**Written tasks:**
[a] Decide whether each statement below agrees with the profile of Hannah McLaughlin: (i) McLaughlin grew up in Cumming, Georgia; (ii) she committed to Vanderbilt after her senior year; (iii) in 2022 she scored a school record 39 goals. For each statement, answer yes or no and quote the words of the profile that decide it.
[b] Count the lines of the records below that contain the word "tall", and reply with the number alone.

**Source:**
— BEGIN —
Hannah McLaughlin

Personal information
- Full name: Hannah Ellen McLaughlin
- Date of birth: 2004 (age 21–22)
- Position: Center back

Team information
- Current team: Grindavík/Njarðvíkur

College career
- Years: Team / Apps / (Gls)
- 2022–2025: Vanderbilt Commodores / 82 / (5)

Senior career*
- Years: Team / Apps / (Gls)
- 2026–: Grindavík/Njarðvíkur / 0 / (0)

= Hannah McLaughlin =

American soccer player (born 2004)

Hannah Ellen McLaughlin (born 2004) is an American professional soccer player who plays as a center back for Icelandic club Grindavík/Njarðvíkur of the Besta deild kvenna. She played college soccer for the Vanderbilt Commodores, earning first-team All-American honors in 2025.

==Early life==

McLaughlin grew up in Cumming, Georgia. Growing up playing midfielder, she played club soccer for NASA Tophat in the Girls Academy, serving as team captain for four years. She committed to Vanderbilt before her junior year. She transferred to Denmark High School in Alpharetta, Georgia, for her senior year, joining her sister on the soccer team. That season in 2022, she scored a school record 39 goals, led the team to a 19–1 record and the GHSA 7A state quarterfinals, and was named the Region 6 7A Player of the Year.
— END —
Items listed in a dataset:
— BEGIN —
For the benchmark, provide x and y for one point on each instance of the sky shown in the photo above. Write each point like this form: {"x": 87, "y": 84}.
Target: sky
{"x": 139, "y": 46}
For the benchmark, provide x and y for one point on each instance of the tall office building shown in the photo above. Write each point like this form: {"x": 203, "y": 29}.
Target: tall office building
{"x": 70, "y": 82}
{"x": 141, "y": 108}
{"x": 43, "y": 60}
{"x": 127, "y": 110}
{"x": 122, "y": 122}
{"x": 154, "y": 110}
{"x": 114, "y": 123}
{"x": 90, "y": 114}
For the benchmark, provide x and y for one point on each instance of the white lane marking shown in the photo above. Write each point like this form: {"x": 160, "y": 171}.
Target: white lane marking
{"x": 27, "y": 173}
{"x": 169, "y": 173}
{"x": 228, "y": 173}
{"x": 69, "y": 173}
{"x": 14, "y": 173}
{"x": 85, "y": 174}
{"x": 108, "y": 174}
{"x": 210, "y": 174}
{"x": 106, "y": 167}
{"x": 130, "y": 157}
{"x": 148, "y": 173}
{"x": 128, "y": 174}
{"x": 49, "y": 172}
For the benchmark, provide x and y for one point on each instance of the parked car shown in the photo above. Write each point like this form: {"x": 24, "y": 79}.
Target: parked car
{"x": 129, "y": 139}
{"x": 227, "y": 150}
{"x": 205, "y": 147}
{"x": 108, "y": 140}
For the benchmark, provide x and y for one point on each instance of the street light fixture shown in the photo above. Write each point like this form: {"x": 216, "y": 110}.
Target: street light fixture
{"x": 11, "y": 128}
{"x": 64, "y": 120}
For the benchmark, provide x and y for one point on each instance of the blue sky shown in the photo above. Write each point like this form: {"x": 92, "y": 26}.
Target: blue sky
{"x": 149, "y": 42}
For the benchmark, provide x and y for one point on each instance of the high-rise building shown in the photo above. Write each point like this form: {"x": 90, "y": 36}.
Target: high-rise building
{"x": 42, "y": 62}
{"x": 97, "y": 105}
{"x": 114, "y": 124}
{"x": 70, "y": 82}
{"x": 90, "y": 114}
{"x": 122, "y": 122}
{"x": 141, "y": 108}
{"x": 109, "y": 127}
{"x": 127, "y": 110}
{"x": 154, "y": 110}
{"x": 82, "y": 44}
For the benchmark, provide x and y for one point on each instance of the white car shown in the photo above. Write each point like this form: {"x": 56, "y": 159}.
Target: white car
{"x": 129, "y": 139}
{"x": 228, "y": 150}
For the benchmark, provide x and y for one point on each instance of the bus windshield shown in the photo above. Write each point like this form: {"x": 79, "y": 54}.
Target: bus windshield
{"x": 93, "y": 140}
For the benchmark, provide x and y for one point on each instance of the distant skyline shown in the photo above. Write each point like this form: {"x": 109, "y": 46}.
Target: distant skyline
— END —
**Solutions:**
[a]
(i) Yes: "McLaughlin grew up in Cumming, Georgia."
(ii) No: "She committed to Vanderbilt before her junior year."
(iii) Yes: "That season in 2022, she scored a school record 39 goals"

[b] 2